__Extrait du document__:
● ● ● ● ●

Malgré cette situation, les autorités poursuivent leur campagne de propagande. La rhétorique démagogique de Jovenel Moise promettant trois mille gourdes à chaque citoyen ne fait que renforcer l’image d’une présidence bouffonne et ridicule.
Toutefois, la pandémie sert bien à quelque chose à ce régime néoduvaliériste : les mesures de confinement et de couvre-feu justifient au quotidien des actes violents contre toutes dissidences politiques. Cette répression s’étend non seulement aux quartiers populaires, mais également aux organisations des droits humains, aux militantes féministes, aux syndicalistes, aux opposants politiques, etc.

● ● ● ● ●

Descriptions de régions en langage naturel
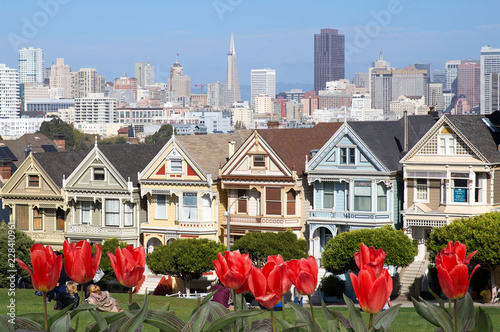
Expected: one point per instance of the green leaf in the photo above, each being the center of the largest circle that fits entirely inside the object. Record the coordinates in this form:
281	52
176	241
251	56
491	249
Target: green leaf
101	323
227	319
5	325
63	324
355	318
133	323
385	318
424	312
465	308
483	321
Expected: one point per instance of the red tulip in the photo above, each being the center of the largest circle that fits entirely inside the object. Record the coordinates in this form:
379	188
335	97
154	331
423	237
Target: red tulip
46	267
452	269
370	257
304	274
128	265
265	285
79	264
286	282
372	291
233	268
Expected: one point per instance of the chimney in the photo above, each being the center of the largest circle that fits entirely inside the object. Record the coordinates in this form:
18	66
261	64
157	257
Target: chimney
231	148
406	131
60	140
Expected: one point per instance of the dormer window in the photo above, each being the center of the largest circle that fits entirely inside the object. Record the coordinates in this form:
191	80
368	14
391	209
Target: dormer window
98	174
259	160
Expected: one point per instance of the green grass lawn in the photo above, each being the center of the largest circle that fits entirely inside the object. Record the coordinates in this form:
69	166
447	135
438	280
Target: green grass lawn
27	302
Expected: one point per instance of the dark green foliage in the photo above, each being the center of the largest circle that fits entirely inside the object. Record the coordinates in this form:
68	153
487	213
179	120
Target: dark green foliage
165	132
21	248
75	140
186	259
338	256
260	245
109	245
332	285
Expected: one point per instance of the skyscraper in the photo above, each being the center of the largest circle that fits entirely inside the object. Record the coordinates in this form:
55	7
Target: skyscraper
263	81
490	64
31	65
232	83
9	93
329	58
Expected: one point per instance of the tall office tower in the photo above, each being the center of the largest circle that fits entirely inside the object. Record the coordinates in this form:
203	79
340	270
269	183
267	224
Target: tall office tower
490	64
60	77
451	69
216	95
86	81
232	83
31	65
436	96
9	92
469	83
179	83
145	74
329	58
263	81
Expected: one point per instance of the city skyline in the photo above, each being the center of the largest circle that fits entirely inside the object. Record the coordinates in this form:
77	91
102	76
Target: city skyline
202	34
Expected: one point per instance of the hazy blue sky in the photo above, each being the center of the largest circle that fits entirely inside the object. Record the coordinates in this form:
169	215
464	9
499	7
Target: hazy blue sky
112	35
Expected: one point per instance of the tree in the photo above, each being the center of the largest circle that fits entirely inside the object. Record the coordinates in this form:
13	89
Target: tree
260	245
165	132
13	244
186	259
338	256
481	233
109	245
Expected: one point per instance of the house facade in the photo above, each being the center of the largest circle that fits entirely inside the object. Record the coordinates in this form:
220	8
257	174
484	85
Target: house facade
450	173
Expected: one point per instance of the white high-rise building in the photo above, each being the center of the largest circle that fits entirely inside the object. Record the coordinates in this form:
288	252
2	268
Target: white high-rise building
263	81
31	65
490	64
9	93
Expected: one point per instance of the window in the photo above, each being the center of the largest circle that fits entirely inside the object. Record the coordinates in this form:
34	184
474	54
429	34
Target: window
37	220
176	165
290	202
362	196
259	160
98	174
421	190
161	207
381	197
273	201
242	203
112	212
189	206
33	181
128	214
328	188
86	212
206	207
347	156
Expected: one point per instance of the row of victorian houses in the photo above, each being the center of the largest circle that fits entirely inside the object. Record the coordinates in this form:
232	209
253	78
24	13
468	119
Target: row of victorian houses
414	174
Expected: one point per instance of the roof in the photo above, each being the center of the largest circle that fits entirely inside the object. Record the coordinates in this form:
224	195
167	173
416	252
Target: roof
293	145
386	138
212	151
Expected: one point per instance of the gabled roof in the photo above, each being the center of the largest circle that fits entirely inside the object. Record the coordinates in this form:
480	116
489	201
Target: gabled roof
386	138
293	145
212	150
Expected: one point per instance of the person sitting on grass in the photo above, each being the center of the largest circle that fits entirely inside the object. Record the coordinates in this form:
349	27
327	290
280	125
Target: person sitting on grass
70	296
102	299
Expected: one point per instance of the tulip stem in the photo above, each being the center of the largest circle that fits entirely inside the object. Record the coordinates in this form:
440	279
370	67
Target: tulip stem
312	312
456	315
45	310
272	318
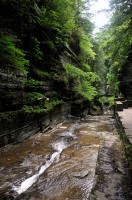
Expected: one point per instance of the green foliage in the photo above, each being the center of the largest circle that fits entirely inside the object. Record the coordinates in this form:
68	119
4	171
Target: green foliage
86	90
37	53
42	73
11	55
86	46
110	101
33	83
35	96
117	40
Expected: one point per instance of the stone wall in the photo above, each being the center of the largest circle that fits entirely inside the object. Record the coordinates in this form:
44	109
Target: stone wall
22	127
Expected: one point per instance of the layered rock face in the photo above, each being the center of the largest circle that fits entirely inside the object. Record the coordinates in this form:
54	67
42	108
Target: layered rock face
17	125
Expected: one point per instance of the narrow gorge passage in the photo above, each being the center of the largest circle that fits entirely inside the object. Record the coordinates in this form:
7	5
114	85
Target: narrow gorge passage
78	160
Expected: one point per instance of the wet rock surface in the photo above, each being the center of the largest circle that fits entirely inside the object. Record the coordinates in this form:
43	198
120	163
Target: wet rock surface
78	160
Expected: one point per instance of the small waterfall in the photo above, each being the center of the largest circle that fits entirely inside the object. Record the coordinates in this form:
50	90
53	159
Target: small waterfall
58	147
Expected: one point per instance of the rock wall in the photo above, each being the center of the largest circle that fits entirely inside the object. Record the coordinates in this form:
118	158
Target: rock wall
21	127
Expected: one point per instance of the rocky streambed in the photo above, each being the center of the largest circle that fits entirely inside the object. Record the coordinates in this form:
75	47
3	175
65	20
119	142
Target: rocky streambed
78	160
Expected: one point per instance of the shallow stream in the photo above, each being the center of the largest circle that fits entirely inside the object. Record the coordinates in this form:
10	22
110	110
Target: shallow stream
78	160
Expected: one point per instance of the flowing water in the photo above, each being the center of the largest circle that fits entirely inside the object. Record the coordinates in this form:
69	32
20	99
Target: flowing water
78	160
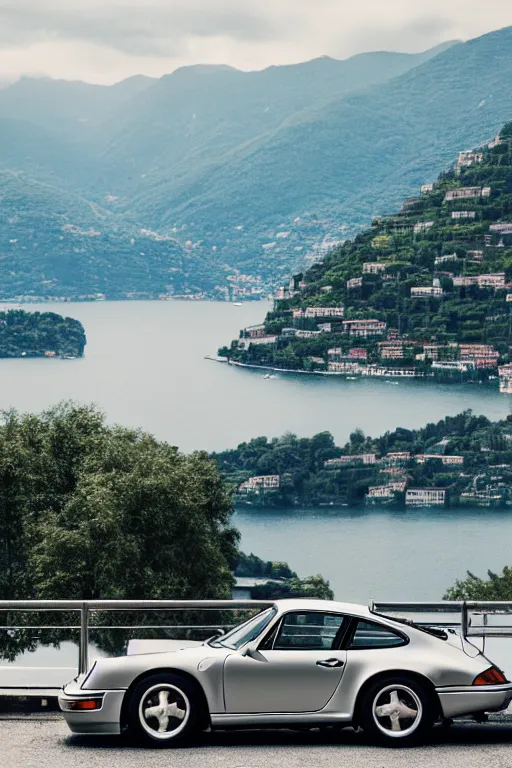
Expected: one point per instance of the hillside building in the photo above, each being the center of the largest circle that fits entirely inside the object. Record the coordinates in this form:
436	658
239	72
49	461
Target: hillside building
373	268
425	497
364	328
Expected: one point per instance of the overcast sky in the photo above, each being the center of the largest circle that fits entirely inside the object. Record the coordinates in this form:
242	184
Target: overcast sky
106	40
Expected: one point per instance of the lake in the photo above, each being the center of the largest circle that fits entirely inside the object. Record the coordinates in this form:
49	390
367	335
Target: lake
145	367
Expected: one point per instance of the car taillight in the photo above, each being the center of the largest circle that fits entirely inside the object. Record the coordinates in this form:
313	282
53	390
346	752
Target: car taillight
491	676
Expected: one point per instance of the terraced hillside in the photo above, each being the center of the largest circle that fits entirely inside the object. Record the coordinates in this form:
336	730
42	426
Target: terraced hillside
424	292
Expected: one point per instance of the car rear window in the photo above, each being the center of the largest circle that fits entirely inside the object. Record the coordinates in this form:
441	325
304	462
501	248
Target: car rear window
367	634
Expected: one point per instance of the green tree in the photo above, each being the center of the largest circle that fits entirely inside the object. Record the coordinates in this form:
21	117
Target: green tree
495	587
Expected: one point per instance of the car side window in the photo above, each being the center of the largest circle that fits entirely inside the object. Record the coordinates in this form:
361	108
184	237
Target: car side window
303	631
370	635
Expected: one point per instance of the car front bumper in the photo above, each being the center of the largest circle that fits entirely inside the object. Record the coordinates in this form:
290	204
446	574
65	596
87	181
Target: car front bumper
103	721
473	699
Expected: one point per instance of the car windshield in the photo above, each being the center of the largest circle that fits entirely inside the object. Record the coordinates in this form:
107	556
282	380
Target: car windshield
246	632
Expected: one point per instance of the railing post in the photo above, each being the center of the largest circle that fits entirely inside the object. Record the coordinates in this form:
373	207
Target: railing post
464	619
83	654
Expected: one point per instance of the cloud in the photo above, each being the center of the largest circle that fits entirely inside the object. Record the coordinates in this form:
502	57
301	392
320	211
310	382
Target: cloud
102	40
139	28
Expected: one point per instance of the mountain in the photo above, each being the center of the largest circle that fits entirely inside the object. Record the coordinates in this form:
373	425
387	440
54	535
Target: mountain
465	457
77	158
198	114
57	245
325	171
65	107
253	173
423	293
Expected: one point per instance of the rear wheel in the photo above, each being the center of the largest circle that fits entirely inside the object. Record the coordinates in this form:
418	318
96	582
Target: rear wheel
163	710
397	712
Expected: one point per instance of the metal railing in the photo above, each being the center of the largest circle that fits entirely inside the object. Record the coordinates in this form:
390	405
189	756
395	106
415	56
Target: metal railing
470	618
85	609
474	618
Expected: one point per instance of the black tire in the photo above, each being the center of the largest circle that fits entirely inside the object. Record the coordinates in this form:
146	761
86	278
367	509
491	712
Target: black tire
164	710
387	712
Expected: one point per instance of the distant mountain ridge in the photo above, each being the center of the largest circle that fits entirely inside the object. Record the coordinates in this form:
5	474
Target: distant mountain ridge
248	174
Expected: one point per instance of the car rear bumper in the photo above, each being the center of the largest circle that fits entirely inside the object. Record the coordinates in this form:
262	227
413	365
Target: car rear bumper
472	699
103	721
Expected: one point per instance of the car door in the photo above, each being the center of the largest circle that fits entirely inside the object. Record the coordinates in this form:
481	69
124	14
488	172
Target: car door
296	669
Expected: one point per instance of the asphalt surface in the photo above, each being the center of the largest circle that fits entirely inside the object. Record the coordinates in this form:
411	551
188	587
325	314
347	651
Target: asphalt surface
43	741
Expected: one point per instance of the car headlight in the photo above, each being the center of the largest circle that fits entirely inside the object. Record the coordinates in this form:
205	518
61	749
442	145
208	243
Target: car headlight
491	676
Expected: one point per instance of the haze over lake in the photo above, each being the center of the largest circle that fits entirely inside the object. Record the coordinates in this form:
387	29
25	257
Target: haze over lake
144	366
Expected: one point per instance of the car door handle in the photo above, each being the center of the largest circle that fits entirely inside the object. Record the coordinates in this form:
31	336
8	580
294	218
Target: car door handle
330	663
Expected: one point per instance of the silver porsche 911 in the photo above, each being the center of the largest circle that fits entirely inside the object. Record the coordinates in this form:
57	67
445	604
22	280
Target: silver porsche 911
300	663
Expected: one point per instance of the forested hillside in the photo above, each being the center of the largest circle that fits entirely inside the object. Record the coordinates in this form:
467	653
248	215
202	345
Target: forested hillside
227	181
425	291
463	460
40	334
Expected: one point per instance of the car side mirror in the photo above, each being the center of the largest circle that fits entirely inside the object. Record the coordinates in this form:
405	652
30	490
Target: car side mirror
250	650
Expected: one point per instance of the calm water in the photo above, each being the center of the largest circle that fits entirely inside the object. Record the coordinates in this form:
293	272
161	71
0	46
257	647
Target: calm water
413	555
144	366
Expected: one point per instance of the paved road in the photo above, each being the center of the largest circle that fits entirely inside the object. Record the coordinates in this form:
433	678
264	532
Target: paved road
44	742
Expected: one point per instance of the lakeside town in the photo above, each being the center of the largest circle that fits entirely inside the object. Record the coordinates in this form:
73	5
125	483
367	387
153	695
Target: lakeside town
462	461
426	293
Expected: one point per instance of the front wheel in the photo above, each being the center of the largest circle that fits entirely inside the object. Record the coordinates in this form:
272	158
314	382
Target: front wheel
397	712
163	711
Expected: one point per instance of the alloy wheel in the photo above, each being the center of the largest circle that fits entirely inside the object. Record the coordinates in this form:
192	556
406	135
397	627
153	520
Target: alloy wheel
397	711
164	711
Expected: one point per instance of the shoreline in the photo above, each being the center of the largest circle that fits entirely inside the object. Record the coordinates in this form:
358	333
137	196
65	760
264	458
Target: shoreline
430	377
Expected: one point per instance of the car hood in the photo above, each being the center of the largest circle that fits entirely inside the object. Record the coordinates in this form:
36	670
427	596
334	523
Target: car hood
138	647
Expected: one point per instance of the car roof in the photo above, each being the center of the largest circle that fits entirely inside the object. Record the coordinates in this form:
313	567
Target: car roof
301	604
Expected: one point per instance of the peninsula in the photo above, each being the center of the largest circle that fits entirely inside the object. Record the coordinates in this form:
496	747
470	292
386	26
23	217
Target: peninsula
464	460
40	334
426	292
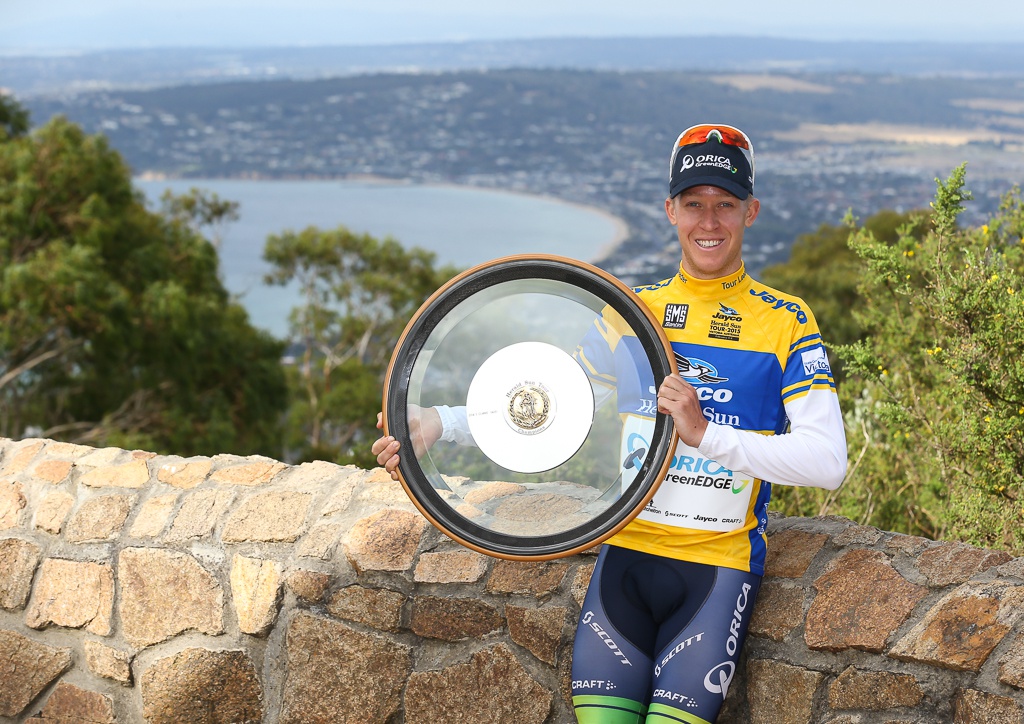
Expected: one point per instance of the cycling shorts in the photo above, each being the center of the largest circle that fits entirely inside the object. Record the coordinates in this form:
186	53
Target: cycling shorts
658	639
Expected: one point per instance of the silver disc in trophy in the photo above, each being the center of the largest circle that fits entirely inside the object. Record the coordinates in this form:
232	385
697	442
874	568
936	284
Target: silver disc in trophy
522	395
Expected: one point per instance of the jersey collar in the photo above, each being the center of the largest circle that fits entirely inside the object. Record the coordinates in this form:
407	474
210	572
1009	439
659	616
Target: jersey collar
714	288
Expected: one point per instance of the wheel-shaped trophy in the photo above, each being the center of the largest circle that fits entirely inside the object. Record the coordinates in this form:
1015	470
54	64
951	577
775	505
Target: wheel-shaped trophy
523	395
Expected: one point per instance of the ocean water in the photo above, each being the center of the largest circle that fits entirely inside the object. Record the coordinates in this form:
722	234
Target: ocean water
463	226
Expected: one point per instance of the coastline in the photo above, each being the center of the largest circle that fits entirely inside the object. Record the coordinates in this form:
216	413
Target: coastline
621	229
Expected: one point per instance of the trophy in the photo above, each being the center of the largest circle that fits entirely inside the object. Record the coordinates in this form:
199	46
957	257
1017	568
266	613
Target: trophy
545	372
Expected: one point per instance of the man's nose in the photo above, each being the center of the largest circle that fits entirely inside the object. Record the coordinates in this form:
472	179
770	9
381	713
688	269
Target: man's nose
709	219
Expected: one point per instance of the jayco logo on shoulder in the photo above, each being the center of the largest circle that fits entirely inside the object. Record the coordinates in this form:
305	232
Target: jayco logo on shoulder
781	304
708	160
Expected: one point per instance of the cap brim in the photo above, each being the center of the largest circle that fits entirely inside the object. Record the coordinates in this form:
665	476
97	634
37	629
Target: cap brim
736	189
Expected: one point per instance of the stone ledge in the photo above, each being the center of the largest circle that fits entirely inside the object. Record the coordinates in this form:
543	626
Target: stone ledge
136	587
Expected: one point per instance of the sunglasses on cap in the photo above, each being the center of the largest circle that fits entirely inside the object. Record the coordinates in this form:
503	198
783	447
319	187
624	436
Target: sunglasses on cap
720	132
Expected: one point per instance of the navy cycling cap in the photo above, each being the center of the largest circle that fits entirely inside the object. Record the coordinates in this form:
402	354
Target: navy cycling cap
713	155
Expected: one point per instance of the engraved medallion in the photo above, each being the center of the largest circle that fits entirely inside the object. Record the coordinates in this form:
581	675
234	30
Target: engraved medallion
530	409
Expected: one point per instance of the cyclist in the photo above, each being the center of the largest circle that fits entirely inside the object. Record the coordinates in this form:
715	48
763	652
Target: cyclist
666	614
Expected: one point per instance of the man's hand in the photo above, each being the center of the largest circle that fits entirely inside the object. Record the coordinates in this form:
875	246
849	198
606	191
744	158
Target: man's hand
424	430
677	397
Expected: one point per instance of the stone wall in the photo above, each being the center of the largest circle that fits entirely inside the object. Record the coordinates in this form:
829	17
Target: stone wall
141	588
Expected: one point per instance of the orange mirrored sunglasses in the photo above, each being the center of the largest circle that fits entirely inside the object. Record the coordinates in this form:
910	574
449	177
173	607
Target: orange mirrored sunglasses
726	134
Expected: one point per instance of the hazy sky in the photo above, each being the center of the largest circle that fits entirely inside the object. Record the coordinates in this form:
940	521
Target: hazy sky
37	25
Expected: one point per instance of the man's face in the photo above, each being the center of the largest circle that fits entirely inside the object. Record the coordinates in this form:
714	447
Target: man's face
710	222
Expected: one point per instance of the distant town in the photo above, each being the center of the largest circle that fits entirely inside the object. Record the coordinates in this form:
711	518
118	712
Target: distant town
825	142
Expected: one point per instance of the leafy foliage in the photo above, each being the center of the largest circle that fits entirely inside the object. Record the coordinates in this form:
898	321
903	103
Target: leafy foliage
934	396
115	327
13	118
357	294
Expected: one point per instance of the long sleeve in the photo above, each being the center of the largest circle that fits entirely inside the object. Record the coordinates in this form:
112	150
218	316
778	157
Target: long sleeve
811	454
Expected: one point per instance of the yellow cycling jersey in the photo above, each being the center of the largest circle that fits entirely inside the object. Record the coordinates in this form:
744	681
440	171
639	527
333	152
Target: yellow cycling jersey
755	356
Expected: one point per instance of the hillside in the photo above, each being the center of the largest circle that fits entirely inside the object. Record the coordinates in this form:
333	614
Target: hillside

● ● ● ● ●

__Action requise 1__:
Mettez à jour le passage de l'extrait qui s'ouvre sur les mots contenant « Malgré cette situation, les » et se clôt sur « opposants politiques, etc. », en remplaçant « la pandémie » par « la crise sanitaire ».
__Action requise 2__:
Résumez l'extrait en deux phrases.
Servez-vous uniquement de l'extrait pour répondre.

__Réponse finale 1__:
Malgré cette situation, les autorités poursuivent leur campagne de propagande. La rhétorique démagogique de Jovenel Moise promettant trois mille gourdes à chaque citoyen ne fait que renforcer l’image d’une présidence bouffonne et ridicule.
Toutefois, la crise sanitaire sert bien à quelque chose à ce régime néoduvaliériste : les mesures de confinement et de couvre-feu justifient au quotidien des actes violents contre toutes dissidences politiques. Cette répression s’étend non seulement aux quartiers populaires, mais également aux organisations des droits humains, aux militantes féministes, aux syndicalistes, aux opposants politiques, etc.

__Réponse finale 2__:
Malgré la situation, les autorités poursuivent leur campagne de propagande, et la promesse démagogique de Jovenel Moise d'offrir trois mille gourdes à chaque citoyen renforce l'image d'une présidence bouffonne et ridicule. La pandémie sert toutefois ce régime néoduvaliériste, puisque les mesures de confinement et de couvre-feu justifient des actes violents contre toute dissidence politique, une répression qui touche les quartiers populaires, les organisations des droits humains, les militantes féministes, les syndicalistes et les opposants politiques.